§ **Work to do**
a) In the Jap Ji commentary below, transcribe the part from "Pilgrimages, austerities, mercy, charity" to "Inner Eye ;(1)".
b) According to the verse lines of Stanza XXI in the Jap Ji commentary below, which practices cease to be of any consequence once one gets an ingress into the Til? List every one.

§ **Document segment**
1. Karma: Action. This term in Indian thought refers to a very complex Hindu doctrine. It emphasizes belief that our present actions determine our future, not only in this life but in the life to come. There is nothing like chance. Man works according to a chain of cause and effect. Though spiritual salvation is not possible without Grace, yet, says Nanak, we must deserve that Grace by our Karmas or actions in this life or the lives preceding. 
2. Guru: This term makes its appearance frequently in the Jap Ji and indeed is freely used in all the Sikh scriptures. It stands for a spiritual teacher and whenever Nanak uses it, He does not mean any person who sets up as a spiritual guide, but one who has reached the highest plane in the spiritual journey, who is no longer separate from the Almighty and has become His mouthpiece. 

Stanza 21


Good actions like acts of mercy and charity although commendable in themselves do not have an important bearing on the highest spiritual attainment. They cease to be of consequence once the soul begins its inner journey from the "Til" or the third eye: "If therefore thine eye be single thy whole body shall be full of Light." Matt 6:22. Borne along the Current of the Word, the soul reaches "Amrit-saar" or "Amritsar" or the Fount of Nectar, the Amritsar in man. There any impurities that may be still clinging to the soul are finally washed away. Thus the soul is made fit for the onward journey to the highest spiritual plane of "Sat Naam" which is of ineffable greatness and glory. 
STANZA XXI
 
Pilgrimages, austerities, mercy, charity and alms-giving, 
  cease to be of any consequence, when one gets an ingress 
  into the Til - the Inner Eye ;(1)

§ **Given entries**
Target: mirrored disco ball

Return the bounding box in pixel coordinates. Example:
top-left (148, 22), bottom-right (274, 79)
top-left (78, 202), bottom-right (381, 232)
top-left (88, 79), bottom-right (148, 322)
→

§ **Responses to the exercise**
a)
Pilgrimages, austerities, mercy, charity and alms-giving, 
  cease to be of any consequence, when one gets an ingress 
  into the Til - the Inner Eye ;(1)

b)
- Pilgrimages
- Austerities
- Mercy
- Charity
- Alms-giving